#### Entries:
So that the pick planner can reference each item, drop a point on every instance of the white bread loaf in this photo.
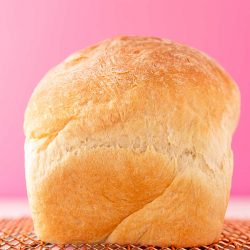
(129, 141)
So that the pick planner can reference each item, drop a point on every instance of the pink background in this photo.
(35, 35)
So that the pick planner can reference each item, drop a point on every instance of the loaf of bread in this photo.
(129, 141)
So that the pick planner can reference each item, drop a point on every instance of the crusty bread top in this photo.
(126, 77)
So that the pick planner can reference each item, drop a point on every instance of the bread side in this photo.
(129, 141)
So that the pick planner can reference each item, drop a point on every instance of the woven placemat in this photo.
(18, 234)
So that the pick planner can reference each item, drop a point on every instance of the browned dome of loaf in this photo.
(129, 141)
(127, 68)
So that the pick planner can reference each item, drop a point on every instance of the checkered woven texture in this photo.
(18, 234)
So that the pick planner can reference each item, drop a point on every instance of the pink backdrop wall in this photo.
(35, 35)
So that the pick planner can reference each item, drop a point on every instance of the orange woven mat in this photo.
(18, 234)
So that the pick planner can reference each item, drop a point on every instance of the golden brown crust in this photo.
(128, 141)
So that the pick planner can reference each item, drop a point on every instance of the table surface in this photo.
(238, 208)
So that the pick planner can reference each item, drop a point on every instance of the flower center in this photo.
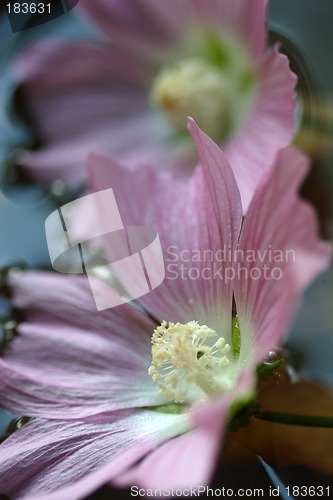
(196, 88)
(185, 358)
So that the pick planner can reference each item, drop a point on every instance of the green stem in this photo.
(289, 419)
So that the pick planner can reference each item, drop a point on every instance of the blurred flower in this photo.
(102, 396)
(131, 96)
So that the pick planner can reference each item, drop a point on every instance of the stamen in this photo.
(196, 88)
(184, 358)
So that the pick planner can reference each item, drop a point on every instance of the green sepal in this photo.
(266, 369)
(242, 417)
(171, 408)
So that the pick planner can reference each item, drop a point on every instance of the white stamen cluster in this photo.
(193, 87)
(182, 359)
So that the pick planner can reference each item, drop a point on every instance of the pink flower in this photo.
(131, 96)
(85, 376)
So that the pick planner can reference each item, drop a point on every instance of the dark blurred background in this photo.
(304, 29)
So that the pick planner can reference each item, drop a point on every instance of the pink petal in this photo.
(189, 460)
(147, 197)
(70, 361)
(270, 127)
(53, 460)
(277, 222)
(81, 97)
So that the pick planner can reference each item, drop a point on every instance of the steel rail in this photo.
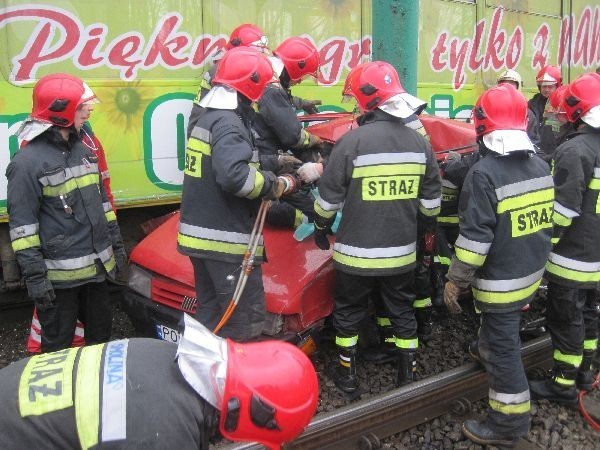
(357, 425)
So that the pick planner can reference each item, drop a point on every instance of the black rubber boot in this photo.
(386, 351)
(407, 368)
(439, 281)
(345, 375)
(553, 391)
(585, 375)
(481, 433)
(424, 325)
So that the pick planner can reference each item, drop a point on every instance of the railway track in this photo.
(362, 424)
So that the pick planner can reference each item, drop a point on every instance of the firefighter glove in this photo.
(287, 163)
(310, 106)
(310, 172)
(322, 229)
(451, 294)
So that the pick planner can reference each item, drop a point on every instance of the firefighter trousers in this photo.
(215, 284)
(499, 347)
(352, 295)
(90, 302)
(572, 318)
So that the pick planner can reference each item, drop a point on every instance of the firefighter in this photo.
(147, 393)
(385, 175)
(505, 210)
(556, 127)
(62, 226)
(279, 132)
(533, 128)
(548, 80)
(222, 190)
(573, 268)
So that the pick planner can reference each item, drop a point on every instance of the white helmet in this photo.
(511, 76)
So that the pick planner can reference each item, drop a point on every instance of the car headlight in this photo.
(140, 280)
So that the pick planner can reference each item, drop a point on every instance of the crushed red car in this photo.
(298, 277)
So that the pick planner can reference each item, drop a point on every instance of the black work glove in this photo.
(322, 229)
(287, 164)
(42, 294)
(310, 106)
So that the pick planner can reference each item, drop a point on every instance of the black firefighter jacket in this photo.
(62, 226)
(126, 394)
(384, 174)
(505, 211)
(222, 187)
(575, 258)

#### Objective:
Copy out all of the records above word for word, but leave the pictures out.

#### Written response:
So that the pick planner can reference each item, drop a point on every instance of the white bread loaf in this photo.
(129, 141)
So that the pick planner can reference each item, drop a point on every instance of the pink background in this photo.
(35, 35)
So that the pick planner can reference each item, drop a point on every instance of the loaf of bread in this photo.
(129, 141)
So that the pick planner can reference each item, drop a point on every instance of the crusty bread top in this photo.
(126, 77)
So that the pick planner can reference each item, drop a point on every instance of the bread side in this photo.
(129, 141)
So that the pick planner can reference each item, drop a point on every instance of the woven placemat in this photo.
(18, 234)
So that the pick planner can reference each item, drop a point on every instance of the browned dome of loaf in this photo.
(129, 141)
(127, 68)
So that the pick planner can reference each item, drop a point on every instance of the checkered woven texture in this photo.
(18, 234)
So that the pick planner can reference each item, drop a point on every instance of the pink backdrop wall in this photo.
(35, 35)
So that the pick planner can reference each item, drop a point on every instance of the orange woven mat in this photo.
(18, 234)
So that the pick planner can reference each item, drop a point on every instance of the golden brown crust in this photo.
(128, 141)
So that the pick planner can reference each item, drop a point on every instance of the table surface in this photo.
(238, 208)
So that the pick planner can reference each item, drop a point on every instance of the flower center in this photo.
(196, 88)
(185, 358)
So that the pick planner can reference each item, drop a point on every instance of the green stem in this photo.
(289, 419)
So that the pick planner can reference each item, drop a point on every instance of the blurred flower in this photo.
(102, 396)
(131, 96)
So that the pick planner can reference each item, drop a point on every instance of the stamen in this photo.
(196, 88)
(184, 358)
So that the pick planner can reference each item, drop a point on every instance of the green sepal in this photo.
(266, 369)
(242, 417)
(171, 408)
So that the pick planner can reference each item, drop a point on every instance of the white stamen cluster in this photo.
(193, 87)
(182, 359)
So that the pick planner can reference each item, drop a point on every instance of the pink flower in this photo.
(131, 96)
(85, 376)
So that the pick planner can reference each item, drop a point on every instance of the dark blurred background in this photo.
(304, 29)
So that the pick planner can reference each item, drop a point on every instance of the pink petal in this photo.
(189, 460)
(147, 197)
(70, 361)
(270, 127)
(53, 460)
(277, 222)
(81, 97)
So that the pick planner can reference each item, drop a point on every instance of the steel rail in this photo.
(357, 425)
So that the pick planner can reference each item, drop a point on every instance of the black rubber boot in this photo.
(386, 351)
(407, 368)
(439, 281)
(345, 375)
(553, 391)
(585, 375)
(481, 433)
(424, 325)
So that the pick planner can reference each item, drop a point on every instance of the railway track in this photo.
(362, 424)
So that the pick planner can reference each item, drop a point on every instance of the firefighter glove in this photo.
(287, 163)
(310, 106)
(310, 172)
(322, 229)
(451, 294)
So that the pick planner can reference each item, drop a point on every instance of the firefighter trousers in this photo.
(215, 284)
(499, 347)
(352, 295)
(90, 302)
(572, 318)
So that the pick planner can reference each item, drop a point on every instance of the firefighter in this photo.
(147, 393)
(385, 175)
(505, 210)
(556, 127)
(62, 226)
(279, 132)
(533, 128)
(548, 80)
(222, 190)
(573, 268)
So that the pick planner can reference each item, drop a point on every instance of the white helmet in this photo.
(511, 76)
So that the pick planner can reference each item, drop a point on every instance of the car headlight in this photo.
(140, 280)
So that the pick planner can reference each item, drop a point on every instance of the crushed red car in this photo.
(298, 277)
So that the pick planner can reference each item, drop a point on every instance of the black work glove in this photo.
(322, 229)
(287, 164)
(42, 294)
(310, 106)
So that the pick planner can reference each item, drop a point on every instance of the black firefighter jacket in this photo.
(62, 226)
(126, 394)
(384, 174)
(505, 211)
(222, 187)
(575, 258)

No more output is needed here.